(Entries from a dataset)
— start —
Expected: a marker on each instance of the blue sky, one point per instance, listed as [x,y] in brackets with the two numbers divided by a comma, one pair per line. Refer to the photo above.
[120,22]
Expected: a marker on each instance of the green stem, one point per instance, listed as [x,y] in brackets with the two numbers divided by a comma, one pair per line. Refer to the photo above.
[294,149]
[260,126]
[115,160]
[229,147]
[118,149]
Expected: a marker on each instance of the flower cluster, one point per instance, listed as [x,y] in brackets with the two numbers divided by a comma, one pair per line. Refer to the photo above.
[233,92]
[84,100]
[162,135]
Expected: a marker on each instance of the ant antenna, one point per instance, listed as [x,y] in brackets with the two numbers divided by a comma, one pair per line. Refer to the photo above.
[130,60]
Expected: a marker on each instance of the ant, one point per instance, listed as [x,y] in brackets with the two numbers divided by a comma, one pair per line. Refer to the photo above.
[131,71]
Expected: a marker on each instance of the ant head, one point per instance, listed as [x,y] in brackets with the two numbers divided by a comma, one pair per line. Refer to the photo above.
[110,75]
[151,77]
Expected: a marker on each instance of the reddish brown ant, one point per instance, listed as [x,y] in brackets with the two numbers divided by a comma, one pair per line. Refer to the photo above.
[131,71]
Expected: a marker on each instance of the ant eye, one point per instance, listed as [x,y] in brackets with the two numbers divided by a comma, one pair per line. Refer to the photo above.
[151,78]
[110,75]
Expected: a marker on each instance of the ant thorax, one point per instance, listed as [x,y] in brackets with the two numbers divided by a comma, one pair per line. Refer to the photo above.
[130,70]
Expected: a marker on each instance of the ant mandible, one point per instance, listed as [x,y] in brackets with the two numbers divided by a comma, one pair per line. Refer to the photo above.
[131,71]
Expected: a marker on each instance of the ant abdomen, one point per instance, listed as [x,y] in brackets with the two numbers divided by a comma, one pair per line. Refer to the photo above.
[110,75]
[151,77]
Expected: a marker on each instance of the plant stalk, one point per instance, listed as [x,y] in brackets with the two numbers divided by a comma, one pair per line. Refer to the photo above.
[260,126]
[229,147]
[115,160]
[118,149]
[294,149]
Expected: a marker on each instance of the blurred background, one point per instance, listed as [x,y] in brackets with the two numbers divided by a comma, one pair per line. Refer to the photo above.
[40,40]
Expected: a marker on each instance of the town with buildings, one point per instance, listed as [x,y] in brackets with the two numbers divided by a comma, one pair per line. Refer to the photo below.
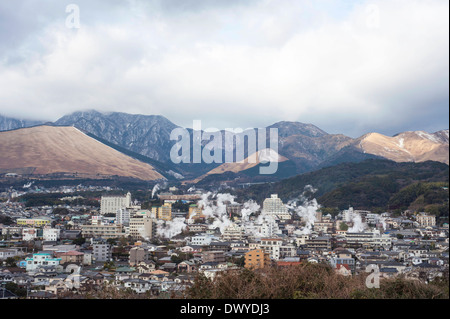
[52,252]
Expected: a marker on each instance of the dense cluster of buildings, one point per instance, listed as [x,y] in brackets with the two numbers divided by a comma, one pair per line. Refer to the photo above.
[127,247]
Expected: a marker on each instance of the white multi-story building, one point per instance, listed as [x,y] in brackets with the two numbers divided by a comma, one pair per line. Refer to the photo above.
[233,232]
[123,216]
[201,240]
[142,227]
[41,260]
[111,204]
[426,220]
[102,251]
[274,206]
[51,234]
[272,246]
[29,234]
[374,239]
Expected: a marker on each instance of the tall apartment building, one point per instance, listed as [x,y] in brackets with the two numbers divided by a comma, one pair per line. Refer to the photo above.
[274,206]
[102,251]
[163,212]
[41,260]
[370,240]
[111,204]
[35,222]
[142,227]
[272,246]
[216,256]
[50,234]
[233,232]
[426,220]
[123,216]
[102,231]
[257,259]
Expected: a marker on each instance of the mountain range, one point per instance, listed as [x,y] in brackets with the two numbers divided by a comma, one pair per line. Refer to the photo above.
[302,147]
[66,152]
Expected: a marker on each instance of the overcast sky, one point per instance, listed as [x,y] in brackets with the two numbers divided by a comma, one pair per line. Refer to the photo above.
[348,67]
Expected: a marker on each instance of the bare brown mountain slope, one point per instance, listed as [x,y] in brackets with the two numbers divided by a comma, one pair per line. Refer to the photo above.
[407,147]
[50,149]
[259,157]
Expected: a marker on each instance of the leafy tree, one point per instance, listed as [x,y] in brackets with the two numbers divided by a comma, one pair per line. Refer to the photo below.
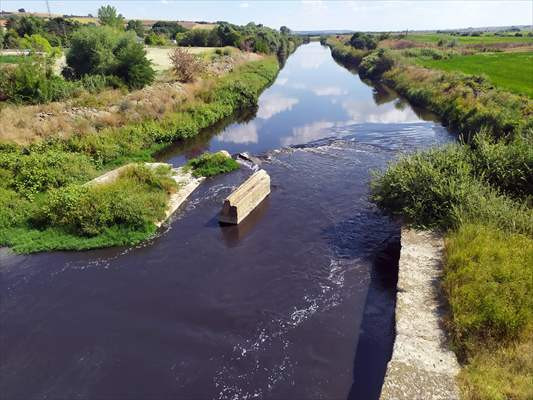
[107,15]
[153,39]
[136,26]
[11,39]
[132,65]
[37,44]
[363,41]
[194,37]
[26,25]
[108,52]
[168,28]
[62,28]
[284,30]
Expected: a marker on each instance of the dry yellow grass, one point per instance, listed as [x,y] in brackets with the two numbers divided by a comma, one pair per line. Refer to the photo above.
[89,113]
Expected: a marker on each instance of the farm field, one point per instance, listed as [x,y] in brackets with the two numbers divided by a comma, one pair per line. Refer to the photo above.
[510,71]
[486,39]
[9,59]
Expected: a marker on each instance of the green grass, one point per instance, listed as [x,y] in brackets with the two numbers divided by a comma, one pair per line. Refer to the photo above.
[10,59]
[509,71]
[489,281]
[87,216]
[484,39]
[45,205]
[211,164]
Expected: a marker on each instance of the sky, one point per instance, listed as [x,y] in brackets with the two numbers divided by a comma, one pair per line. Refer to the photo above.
[309,15]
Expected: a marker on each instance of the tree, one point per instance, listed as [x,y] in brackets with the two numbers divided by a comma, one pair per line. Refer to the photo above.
[185,65]
[25,25]
[284,30]
[107,15]
[91,51]
[132,65]
[105,51]
[136,26]
[363,41]
[194,37]
[168,28]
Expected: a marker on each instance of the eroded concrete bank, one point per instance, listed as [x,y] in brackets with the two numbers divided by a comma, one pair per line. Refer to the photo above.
[422,365]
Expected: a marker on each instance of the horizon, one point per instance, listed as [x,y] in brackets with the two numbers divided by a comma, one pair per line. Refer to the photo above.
[308,15]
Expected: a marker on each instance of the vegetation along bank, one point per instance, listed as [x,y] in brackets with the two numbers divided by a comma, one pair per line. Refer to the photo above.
[108,108]
[479,192]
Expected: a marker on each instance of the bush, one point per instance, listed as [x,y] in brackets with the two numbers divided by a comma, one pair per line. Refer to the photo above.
[438,189]
[489,285]
[30,82]
[38,171]
[137,198]
[506,166]
[132,65]
[93,83]
[375,64]
[194,37]
[185,65]
[107,52]
[153,39]
[363,41]
[212,164]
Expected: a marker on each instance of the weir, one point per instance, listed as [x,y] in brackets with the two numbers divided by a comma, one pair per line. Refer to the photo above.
[245,198]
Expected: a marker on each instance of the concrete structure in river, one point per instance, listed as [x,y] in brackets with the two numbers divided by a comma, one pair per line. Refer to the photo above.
[422,366]
[245,198]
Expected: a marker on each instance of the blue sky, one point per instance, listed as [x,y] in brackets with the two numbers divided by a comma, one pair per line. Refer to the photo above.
[303,15]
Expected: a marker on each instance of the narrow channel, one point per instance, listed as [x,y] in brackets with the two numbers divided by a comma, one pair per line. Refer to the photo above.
[296,302]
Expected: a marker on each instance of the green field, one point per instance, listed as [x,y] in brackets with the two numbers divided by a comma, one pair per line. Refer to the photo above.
[508,71]
[10,59]
[484,39]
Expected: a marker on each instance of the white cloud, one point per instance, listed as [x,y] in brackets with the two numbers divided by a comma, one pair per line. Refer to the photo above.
[272,104]
[244,133]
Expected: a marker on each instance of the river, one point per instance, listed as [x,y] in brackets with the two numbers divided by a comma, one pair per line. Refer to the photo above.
[295,303]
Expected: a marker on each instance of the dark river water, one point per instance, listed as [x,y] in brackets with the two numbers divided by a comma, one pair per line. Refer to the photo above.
[297,302]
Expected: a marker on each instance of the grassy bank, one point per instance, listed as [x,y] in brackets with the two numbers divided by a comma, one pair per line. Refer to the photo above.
[479,193]
[44,175]
[509,71]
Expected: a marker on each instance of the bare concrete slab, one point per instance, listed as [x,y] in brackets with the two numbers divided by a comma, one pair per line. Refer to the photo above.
[422,365]
[187,183]
[245,198]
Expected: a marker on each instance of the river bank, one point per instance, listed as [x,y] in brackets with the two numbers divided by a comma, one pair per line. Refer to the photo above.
[479,191]
[295,302]
[37,173]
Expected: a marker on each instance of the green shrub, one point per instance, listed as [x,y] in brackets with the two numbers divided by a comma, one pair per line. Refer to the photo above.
[375,64]
[506,166]
[136,199]
[30,82]
[108,52]
[132,65]
[363,41]
[153,39]
[489,281]
[39,171]
[212,164]
[94,83]
[438,189]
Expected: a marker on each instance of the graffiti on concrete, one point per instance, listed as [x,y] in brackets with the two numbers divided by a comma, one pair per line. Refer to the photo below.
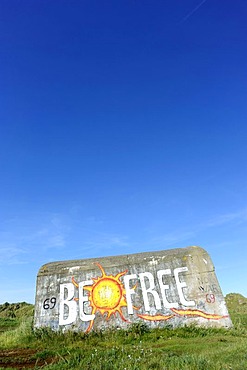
— end —
> WHAT IS REQUIRED
Transcribe the entries word for word, beginning with the line that contains "Expected: a marker on each instance of the green shrub, one" and continuing through the end of the entries. Leave the pictures out of your answer.

> ANSWER FOR THIS EXERCISE
Expected: a marker on each instance of the green shrub, one point per instance, listed as [x,y] in brackets with the two numbers divided by a comma, one pair per line. Refer to the photo above.
[375,64]
[506,166]
[136,199]
[30,82]
[108,52]
[132,65]
[363,41]
[153,39]
[489,281]
[39,171]
[212,164]
[94,83]
[438,189]
Expected: a marker on each instance of the graffiti on concrete, one point per instance, listed as [x,y] in brackets with the two numbers divided by a comma, one pair per line. Refer to the photo below.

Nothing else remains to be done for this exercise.